#### THINGS TO DO
#1 Repeat the part of the pneumococcal disease abstract that begins at the words "Infections caused by" and stops after the words "1998 and 2013.".
#2 Write what comes next in the pneumococcal disease abstract, starting after its final sentence.

#### STUDY TEXT
● ● ● ● ● ● ●

Print version ISSN 1413-8670On-line version ISSN 1678-4391

Abstract

MEDEIROS, Marta Inês Cazentini et al. Clinical and microbiological implications of invasive pneumococcal disease in hospitalized patients (1998–2013). Braz J Infect Dis [online]. 2016, vol.20, n.3, pp.242-249. ISSN 1413-8670.  http://dx.doi.org/10.1016/j.bjid.2016.01.011.

Introduction

Infections caused by Streptococcus pneumoniae (pneumococcus) still represent a challenge for health systems around the world.

Objective

The objective of this study was to assess microbiological and clinical aspects in hospitalized patients with invasive pneumococcus disease between 1998 and 2013.

Materials and methods

This was a retrospective study that analyzed the results of pneumococcus identification, serotyping, and susceptibility testing found in the Adolfo Lutz Institute databank. Personal variables, medical history and clinical outcome of patients admitted with invasive pneumococcal disease were analyzed. These were obtained from records of a public teaching hospital – Hospital das Clínicas Faculdade de Medicina Ribeirão Preto.

● ● ● ● ● ● ●

#### DATASET ENTRIES
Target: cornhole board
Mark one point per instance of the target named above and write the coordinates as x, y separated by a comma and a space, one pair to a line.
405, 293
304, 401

● ● ● ● ● ● ●

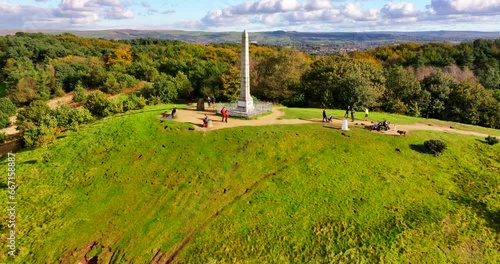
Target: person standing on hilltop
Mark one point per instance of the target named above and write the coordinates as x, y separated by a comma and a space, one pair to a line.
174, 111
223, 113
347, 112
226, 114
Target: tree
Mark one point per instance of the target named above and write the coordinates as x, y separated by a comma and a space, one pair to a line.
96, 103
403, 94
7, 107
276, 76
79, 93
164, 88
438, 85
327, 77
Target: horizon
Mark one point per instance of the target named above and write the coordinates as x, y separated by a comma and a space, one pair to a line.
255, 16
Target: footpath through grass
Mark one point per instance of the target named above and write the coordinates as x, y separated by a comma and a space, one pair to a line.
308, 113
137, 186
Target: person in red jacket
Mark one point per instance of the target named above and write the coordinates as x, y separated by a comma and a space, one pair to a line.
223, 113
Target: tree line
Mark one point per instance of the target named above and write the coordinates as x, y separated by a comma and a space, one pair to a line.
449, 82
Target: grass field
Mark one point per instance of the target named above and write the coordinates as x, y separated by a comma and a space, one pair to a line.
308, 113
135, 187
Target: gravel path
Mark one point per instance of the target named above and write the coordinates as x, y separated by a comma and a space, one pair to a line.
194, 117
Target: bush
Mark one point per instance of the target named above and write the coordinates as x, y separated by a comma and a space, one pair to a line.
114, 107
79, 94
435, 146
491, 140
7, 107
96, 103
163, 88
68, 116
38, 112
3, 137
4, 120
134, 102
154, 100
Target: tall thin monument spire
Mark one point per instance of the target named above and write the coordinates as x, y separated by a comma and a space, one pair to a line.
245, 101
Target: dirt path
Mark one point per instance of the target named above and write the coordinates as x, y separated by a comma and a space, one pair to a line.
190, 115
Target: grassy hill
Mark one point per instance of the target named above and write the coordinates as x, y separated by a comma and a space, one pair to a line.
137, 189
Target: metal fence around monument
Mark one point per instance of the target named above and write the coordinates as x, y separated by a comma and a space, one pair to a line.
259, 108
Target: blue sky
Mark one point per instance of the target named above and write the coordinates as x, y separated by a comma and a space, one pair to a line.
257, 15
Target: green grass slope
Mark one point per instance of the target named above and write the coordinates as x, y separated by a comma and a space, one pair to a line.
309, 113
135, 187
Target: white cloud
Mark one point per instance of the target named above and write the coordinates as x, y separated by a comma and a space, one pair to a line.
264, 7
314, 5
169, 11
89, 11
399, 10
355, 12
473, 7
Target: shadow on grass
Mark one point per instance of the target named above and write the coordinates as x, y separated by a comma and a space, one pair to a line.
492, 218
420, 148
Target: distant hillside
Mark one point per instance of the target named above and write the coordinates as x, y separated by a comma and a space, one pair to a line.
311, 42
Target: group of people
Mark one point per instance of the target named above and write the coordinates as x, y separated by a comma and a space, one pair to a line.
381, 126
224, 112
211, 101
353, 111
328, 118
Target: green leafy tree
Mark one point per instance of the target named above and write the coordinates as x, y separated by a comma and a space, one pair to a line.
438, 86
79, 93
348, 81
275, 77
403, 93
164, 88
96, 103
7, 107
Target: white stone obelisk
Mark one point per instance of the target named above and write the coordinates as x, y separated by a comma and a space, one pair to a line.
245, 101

● ● ● ● ● ● ●

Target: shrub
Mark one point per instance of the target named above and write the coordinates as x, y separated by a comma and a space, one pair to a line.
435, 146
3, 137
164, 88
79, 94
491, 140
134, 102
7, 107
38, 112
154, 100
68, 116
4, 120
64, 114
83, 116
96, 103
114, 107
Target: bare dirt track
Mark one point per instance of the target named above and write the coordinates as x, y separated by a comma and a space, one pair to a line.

● ● ● ● ● ● ●

#### SOLVED TASKS
#1
Infections caused by Streptococcus pneumoniae (pneumococcus) still represent a challenge for health systems around the world.

Objective

The objective of this study was to assess microbiological and clinical aspects in hospitalized patients with invasive pneumococcus disease between 1998 and 2013.

#2
Results

The sample comprised 332 patients. Patient age ranged from less than one month to 89 years old (mean 20.3 years) and the sample was predominately male. Pneumonia (67.8%) was the most common disease, accounting for 18.2% of deaths. Serotypes 14, 1, 3, 9V, 6B, 6A, 23F, 19A, 18C, 19F, 12F, and 4 were the most common (75.3%). Most patients, or 67.5%, were cured without any complication (success), 6.9% had some type of sequela (failure), and 25.6% died (failure). In the case of deaths due to meningitis, strains of fully penicillin resistant pneumococcus were isolated. Furthermore, 68.2% of patients who died presented some type of comorbidity. The 60 and older age group presented the most significant association (Odds Ratio = 4.2), with outcome failure regardless of the presence of comorbidity. Serotype 18C was the most significant risk factor both in raw analysis (Odds Ratio = 3.8) and when adjusted for comorbidity (Odds Ratio = 5.0) or age (Odds Ratio = 5.4). The same occurred with serotype 12F (respectively, Odds Ratio = 5.1, Odds Ratio = 5.0, and Odds Ratio = 4.7)

Conclusion

The present findings highlight the importance of IPD among young adults and older adults. In the era of conjugate vaccines, monitoring serotypes in different age groups is essential to assess the impact and adequacy of immunization.

Keywords : Streptococcus pneumoniae; Serotypes; Death; Comorbidity.